:: Data in this exercise

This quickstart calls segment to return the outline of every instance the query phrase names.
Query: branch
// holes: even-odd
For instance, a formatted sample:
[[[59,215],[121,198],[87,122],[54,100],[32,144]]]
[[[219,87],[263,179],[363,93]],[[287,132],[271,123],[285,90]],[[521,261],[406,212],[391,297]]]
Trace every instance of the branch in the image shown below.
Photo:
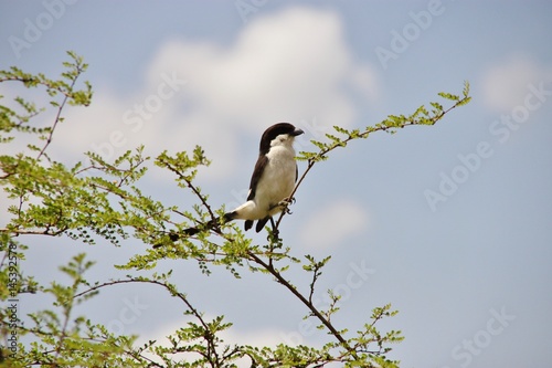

::::

### [What needs to be done]
Lay out every line of the records above as a JSON list of strings, one string per line, skipping blank lines and leaving out the pictures.

### [Problem solution]
[
  "This quickstart calls segment to return the outline of every instance the query phrase names.",
  "Query: branch",
  "// holes: even-odd",
  "For instance, a formatted sample:",
  "[[[59,215],[121,198],[87,122],[54,100],[32,144]]]",
  "[[[219,87],[263,179],[363,93]],[[287,132],[271,123],[285,90]],[[521,261],[406,212],[391,297]]]",
  "Trace every instance of the branch in the image shown below.",
  "Photo:"
]